*Exercise instructions*: Copy, in full, each line of the material that holds the word "stone".
>>>
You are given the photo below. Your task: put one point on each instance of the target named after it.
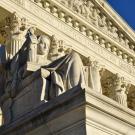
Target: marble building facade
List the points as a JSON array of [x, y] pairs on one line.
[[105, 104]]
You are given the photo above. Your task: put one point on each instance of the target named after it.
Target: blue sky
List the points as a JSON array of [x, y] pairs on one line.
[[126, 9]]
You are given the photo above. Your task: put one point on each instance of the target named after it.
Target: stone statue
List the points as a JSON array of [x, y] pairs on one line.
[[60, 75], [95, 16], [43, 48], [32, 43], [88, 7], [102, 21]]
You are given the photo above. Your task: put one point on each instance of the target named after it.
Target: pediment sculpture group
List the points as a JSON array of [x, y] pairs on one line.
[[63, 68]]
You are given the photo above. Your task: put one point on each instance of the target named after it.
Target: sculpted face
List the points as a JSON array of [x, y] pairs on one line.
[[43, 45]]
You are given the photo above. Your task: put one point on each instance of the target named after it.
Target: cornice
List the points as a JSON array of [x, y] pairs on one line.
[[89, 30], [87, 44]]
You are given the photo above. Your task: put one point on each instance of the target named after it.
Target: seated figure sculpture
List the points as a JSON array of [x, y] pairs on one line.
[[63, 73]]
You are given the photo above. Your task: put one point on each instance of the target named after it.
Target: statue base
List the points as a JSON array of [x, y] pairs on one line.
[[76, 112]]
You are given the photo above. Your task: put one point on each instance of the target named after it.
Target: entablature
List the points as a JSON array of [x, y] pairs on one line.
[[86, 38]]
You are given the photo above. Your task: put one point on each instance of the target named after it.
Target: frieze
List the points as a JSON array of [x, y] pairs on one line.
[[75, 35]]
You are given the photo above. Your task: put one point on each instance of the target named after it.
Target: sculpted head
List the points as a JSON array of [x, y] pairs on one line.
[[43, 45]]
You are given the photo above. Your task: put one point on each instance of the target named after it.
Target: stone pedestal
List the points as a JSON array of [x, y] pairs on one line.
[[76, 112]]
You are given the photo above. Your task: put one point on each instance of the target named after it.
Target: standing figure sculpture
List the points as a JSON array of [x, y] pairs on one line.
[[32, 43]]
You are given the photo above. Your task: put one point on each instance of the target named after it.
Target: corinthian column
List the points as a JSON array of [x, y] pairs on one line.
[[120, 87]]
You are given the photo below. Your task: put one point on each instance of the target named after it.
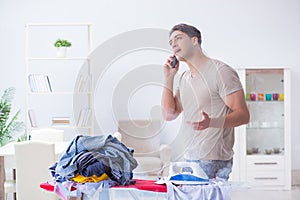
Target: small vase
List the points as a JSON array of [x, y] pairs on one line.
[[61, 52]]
<<<
*Task result*:
Target: stone statue
Target: stone pedestal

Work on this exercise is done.